WRITTEN EXERCISE 1:
Repeat word for word everything in the interview on new media art in Japan from "Mauro Arrighi talks" down to "the creative practice?".

SOURCE DOCUMENT:
__________

Mauro Arrighi talks about art in Japan
Mauro Arrighi Portrait, 2012. Image courtesy of Masahiro Nakata.

art:i:curate interviews Mauro Arrighi about the effects multiple disciplines have on creative practice, the rise of new media art movement in Japan, and his involvement in the platform.

 

SG: You are a researcher, a lecturer, a musician and an artist; do you think being multidisciplinary gives you a more profound understanding of the creative practice?

MA: I feel like I’m observing the scene from a privileged point of view due to the fact that I have a BA in Fine Art and an MA in Interactive Art. Currently, I’m enrolled as a PhD student at the Solent Southampton University where I am conducting research about Japanese new media art, whilst I’m lecturing at the Academy of Fine Arts of Bologna. This gives me the ability to approach the artworks, not only from an aesthetic point of view, but also from a practical stance. 

 

SG: Your main focus within your research is new media art and electronic art in Japan, can you please elaborate?

MA: Japan has quite peculiar cultural environment, for what concerns my studies. For instance, Japanese curators and art critics define manga, anime, video games, digital art and interactive art genres all as media art. It is also where a new subgenre known as Device Art took form in 2004, of which Hiroo Iwata, Kazuhiko Hachiya and Novmichi Tosa are the most prominent members. It’s theoretical content and its uniqueness was primarily defined by Tomoe Moriyama, Machiko Kusahara and Hiroshi Yoshioka. All this has profound implication in the way people live their lives, because it is not “just” about aesthetics, but also mass-production is heavily influenced by this cultural ecosystem.

 

SG: How is the art in Japan different to Europe’s, and especially Italy’s, where you are currently based?

__________

Point annotation records:
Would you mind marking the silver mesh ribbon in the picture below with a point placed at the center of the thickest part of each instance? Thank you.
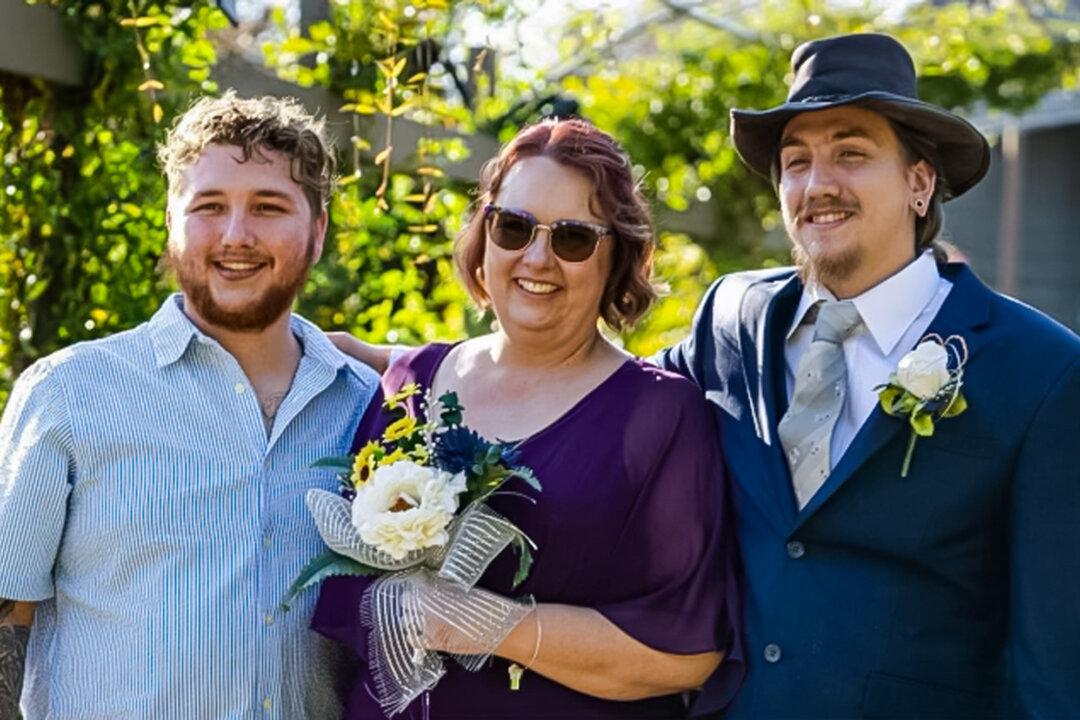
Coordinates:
(429, 599)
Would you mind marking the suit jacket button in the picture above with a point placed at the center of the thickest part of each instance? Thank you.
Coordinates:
(796, 549)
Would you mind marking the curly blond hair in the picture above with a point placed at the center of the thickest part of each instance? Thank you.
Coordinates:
(255, 125)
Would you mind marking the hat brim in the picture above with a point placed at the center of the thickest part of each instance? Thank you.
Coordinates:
(964, 152)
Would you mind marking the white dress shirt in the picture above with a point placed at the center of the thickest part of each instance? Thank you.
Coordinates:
(895, 314)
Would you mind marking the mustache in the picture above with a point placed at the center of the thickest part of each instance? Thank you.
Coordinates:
(821, 207)
(234, 257)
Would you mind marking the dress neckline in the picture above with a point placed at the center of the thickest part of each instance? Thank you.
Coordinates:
(442, 350)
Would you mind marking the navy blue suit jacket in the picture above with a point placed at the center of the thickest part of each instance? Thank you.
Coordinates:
(952, 593)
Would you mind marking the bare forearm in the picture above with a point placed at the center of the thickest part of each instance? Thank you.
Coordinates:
(15, 619)
(584, 651)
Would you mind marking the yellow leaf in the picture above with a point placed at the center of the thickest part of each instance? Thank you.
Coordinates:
(403, 108)
(139, 22)
(386, 22)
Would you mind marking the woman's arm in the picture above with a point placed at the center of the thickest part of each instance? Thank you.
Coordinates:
(583, 650)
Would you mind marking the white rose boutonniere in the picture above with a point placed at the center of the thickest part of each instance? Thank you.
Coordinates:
(926, 388)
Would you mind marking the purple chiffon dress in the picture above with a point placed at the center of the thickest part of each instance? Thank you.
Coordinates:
(633, 521)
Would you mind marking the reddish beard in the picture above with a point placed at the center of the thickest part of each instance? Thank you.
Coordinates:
(256, 315)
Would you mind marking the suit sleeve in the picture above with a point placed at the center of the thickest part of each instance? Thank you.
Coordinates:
(697, 352)
(1044, 605)
(36, 467)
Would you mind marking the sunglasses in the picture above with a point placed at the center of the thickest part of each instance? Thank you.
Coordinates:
(574, 241)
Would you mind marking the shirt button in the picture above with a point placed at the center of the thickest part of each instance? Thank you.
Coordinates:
(796, 549)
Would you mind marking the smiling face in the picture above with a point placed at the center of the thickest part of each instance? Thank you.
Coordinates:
(242, 238)
(532, 290)
(847, 194)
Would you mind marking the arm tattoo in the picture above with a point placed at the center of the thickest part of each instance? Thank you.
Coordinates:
(13, 639)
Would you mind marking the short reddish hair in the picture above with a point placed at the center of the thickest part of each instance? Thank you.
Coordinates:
(617, 198)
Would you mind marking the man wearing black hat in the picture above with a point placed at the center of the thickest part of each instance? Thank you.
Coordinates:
(899, 434)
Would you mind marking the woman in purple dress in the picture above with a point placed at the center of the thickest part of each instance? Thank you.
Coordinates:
(634, 574)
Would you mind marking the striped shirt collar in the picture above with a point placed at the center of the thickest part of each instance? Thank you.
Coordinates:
(172, 334)
(889, 308)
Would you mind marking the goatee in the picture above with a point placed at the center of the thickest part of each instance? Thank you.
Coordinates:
(824, 268)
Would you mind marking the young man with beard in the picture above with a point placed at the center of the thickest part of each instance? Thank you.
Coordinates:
(947, 587)
(151, 487)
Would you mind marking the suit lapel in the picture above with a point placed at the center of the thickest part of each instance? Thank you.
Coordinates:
(964, 310)
(765, 314)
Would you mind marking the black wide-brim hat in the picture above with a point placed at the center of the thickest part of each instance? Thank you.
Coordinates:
(872, 71)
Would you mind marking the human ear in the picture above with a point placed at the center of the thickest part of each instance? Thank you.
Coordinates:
(921, 180)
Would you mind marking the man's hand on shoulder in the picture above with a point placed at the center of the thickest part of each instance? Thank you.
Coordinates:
(15, 620)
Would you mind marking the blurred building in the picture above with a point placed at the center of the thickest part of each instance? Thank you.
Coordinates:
(1020, 228)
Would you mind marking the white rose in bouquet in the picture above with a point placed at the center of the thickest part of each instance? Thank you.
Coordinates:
(925, 370)
(406, 507)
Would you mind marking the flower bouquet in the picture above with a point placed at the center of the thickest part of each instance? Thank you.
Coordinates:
(412, 513)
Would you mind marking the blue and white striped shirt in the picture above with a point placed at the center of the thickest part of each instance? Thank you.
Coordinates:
(144, 507)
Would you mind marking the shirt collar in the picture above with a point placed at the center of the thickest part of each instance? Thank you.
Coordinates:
(889, 308)
(172, 334)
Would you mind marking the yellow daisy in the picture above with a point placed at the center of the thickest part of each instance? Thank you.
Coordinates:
(399, 429)
(364, 463)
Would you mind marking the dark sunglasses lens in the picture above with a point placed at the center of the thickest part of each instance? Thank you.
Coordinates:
(574, 242)
(510, 230)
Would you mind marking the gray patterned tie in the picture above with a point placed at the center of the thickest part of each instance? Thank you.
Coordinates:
(806, 430)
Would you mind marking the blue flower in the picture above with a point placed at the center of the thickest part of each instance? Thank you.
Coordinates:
(458, 448)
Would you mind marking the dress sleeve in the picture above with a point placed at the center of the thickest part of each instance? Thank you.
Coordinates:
(676, 557)
(36, 470)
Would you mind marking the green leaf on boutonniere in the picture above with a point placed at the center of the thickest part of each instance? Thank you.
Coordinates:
(922, 423)
(888, 397)
(341, 463)
(524, 559)
(908, 403)
(326, 565)
(958, 406)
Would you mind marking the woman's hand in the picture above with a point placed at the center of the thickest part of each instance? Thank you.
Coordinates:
(375, 356)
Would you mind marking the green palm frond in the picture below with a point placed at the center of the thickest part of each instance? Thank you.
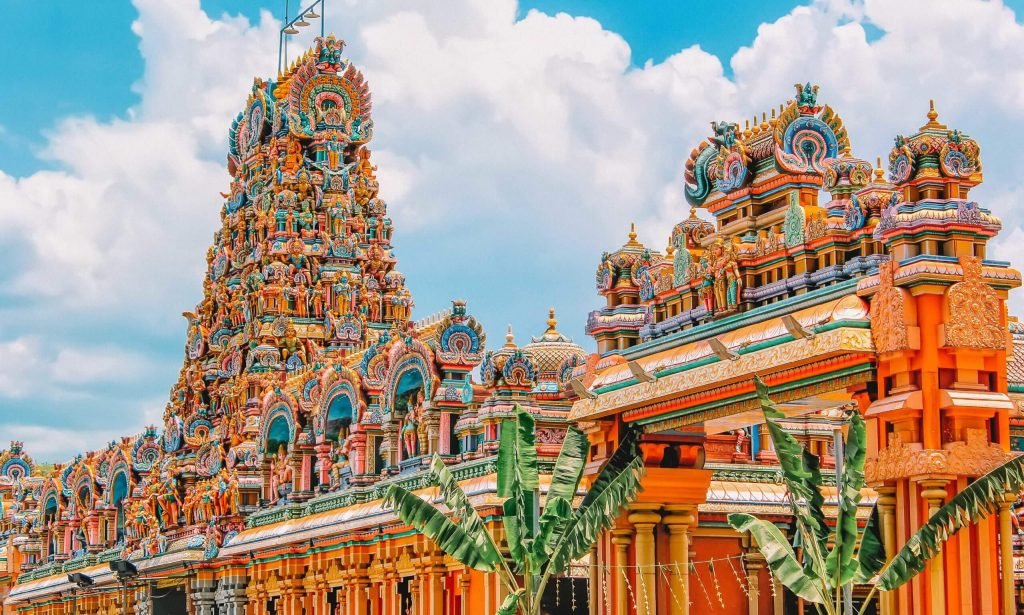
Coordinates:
(841, 565)
(474, 550)
(468, 519)
(975, 502)
(620, 488)
(624, 454)
(511, 603)
(780, 558)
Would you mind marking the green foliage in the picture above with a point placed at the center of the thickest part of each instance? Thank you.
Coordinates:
(471, 550)
(539, 548)
(856, 556)
(978, 500)
(780, 558)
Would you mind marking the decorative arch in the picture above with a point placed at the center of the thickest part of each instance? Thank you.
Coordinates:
(276, 428)
(399, 380)
(340, 404)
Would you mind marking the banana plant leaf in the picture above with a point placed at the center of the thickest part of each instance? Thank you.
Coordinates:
(511, 603)
(564, 483)
(871, 555)
(841, 565)
(475, 551)
(800, 473)
(780, 558)
(558, 514)
(803, 480)
(517, 462)
(506, 456)
(456, 498)
(975, 502)
(624, 454)
(619, 487)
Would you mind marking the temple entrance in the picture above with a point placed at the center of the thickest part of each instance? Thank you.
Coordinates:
(340, 416)
(566, 596)
(120, 492)
(404, 596)
(169, 601)
(275, 457)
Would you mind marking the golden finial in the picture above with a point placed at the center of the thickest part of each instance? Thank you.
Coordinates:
(552, 321)
(933, 117)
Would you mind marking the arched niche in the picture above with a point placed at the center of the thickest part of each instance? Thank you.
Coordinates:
(50, 513)
(119, 491)
(407, 387)
(339, 416)
(279, 434)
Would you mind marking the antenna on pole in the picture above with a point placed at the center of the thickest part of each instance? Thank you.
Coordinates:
(292, 26)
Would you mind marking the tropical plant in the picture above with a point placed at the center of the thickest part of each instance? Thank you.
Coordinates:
(856, 556)
(541, 544)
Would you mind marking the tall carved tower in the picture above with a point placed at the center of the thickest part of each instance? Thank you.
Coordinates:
(939, 325)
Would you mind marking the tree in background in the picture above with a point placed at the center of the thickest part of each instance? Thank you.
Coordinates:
(856, 556)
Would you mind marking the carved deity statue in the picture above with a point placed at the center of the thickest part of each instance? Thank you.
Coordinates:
(410, 430)
(721, 281)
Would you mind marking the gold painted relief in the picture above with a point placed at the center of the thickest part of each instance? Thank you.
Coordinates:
(898, 460)
(889, 327)
(974, 311)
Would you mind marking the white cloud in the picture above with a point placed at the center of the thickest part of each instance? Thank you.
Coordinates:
(512, 152)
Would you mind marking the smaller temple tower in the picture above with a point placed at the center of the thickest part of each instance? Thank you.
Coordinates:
(939, 326)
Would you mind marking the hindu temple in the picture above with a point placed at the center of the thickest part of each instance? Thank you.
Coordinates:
(307, 387)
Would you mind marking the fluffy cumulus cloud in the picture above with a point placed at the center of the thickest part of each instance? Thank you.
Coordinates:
(512, 151)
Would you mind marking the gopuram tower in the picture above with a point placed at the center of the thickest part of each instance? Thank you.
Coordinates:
(940, 331)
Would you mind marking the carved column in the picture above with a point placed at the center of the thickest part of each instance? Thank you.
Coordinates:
(887, 519)
(464, 591)
(934, 492)
(414, 591)
(678, 519)
(755, 563)
(434, 592)
(324, 459)
(1007, 553)
(359, 596)
(622, 539)
(644, 517)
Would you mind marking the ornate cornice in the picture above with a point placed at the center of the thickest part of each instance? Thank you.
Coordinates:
(840, 340)
(974, 457)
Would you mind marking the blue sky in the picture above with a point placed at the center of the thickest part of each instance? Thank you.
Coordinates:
(516, 141)
(104, 61)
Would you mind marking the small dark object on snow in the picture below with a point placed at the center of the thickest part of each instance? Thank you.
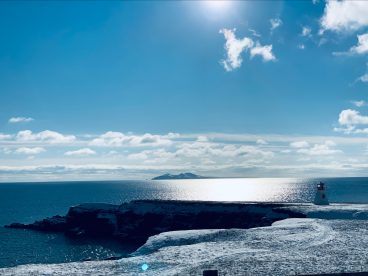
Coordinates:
(210, 272)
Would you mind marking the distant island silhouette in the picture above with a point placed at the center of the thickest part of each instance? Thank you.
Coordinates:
(186, 175)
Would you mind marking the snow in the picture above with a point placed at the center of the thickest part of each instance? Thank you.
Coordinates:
(288, 247)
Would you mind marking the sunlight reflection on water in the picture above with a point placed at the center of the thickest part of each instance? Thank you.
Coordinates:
(242, 189)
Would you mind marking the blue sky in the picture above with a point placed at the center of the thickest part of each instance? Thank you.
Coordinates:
(112, 90)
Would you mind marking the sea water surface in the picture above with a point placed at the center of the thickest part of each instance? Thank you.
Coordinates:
(27, 202)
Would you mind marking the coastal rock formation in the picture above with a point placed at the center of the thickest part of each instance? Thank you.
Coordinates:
(288, 247)
(137, 220)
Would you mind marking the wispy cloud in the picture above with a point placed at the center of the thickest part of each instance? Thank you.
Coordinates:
(217, 154)
(344, 16)
(14, 120)
(30, 151)
(80, 152)
(48, 136)
(327, 148)
(119, 139)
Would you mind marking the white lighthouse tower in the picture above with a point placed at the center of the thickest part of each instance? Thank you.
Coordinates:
(320, 197)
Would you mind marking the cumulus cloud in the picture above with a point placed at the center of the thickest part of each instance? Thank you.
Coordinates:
(29, 151)
(306, 31)
(235, 47)
(80, 152)
(14, 120)
(261, 142)
(352, 117)
(275, 23)
(299, 144)
(359, 103)
(46, 136)
(362, 46)
(350, 120)
(118, 139)
(344, 16)
(264, 51)
(360, 49)
(5, 136)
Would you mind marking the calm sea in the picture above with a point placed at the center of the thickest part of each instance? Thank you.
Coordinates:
(27, 202)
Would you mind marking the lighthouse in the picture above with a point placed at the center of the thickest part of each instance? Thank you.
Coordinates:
(320, 197)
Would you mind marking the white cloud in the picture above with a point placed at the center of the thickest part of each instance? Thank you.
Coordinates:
(359, 103)
(118, 139)
(299, 144)
(46, 136)
(327, 148)
(234, 47)
(351, 117)
(360, 49)
(275, 23)
(14, 120)
(264, 51)
(362, 46)
(202, 138)
(5, 136)
(363, 78)
(30, 151)
(261, 142)
(80, 152)
(254, 33)
(306, 31)
(344, 16)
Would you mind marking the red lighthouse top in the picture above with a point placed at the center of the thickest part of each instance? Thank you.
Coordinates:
(321, 186)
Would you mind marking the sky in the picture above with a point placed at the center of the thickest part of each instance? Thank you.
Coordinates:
(96, 90)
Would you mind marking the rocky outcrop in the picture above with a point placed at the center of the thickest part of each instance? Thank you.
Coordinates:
(137, 220)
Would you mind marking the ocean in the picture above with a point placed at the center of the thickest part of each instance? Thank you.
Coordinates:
(27, 202)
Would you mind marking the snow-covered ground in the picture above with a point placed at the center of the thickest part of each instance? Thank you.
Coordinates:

__________

WRITTEN EXERCISE 2:
Duplicate everything in the records from the line containing "Would you mind marking the sky" down to the end of the records, including both.

WRITTEN REPLY 1:
Mauro Arrighi talks about art in Japan
Mauro Arrighi Portrait, 2012. Image courtesy of Masahiro Nakata.

art:i:curate interviews Mauro Arrighi about the effects multiple disciplines have on creative practice, the rise of new media art movement in Japan, and his involvement in the platform.

 

SG: You are a researcher, a lecturer, a musician and an artist; do you think being multidisciplinary gives you a more profound understanding of the creative practice?

WRITTEN REPLY 2:
Would you mind marking the sky in the picture above with a point placed at the center of the thickest part of each instance? Thank you.
Coordinates:
(96, 90)
Would you mind marking the rocky outcrop in the picture above with a point placed at the center of the thickest part of each instance? Thank you.
Coordinates:
(137, 220)
Would you mind marking the ocean in the picture above with a point placed at the center of the thickest part of each instance? Thank you.
Coordinates:
(27, 202)
Would you mind marking the snow-covered ground in the picture above with a point placed at the center of the thickest part of each instance? Thank you.
Coordinates:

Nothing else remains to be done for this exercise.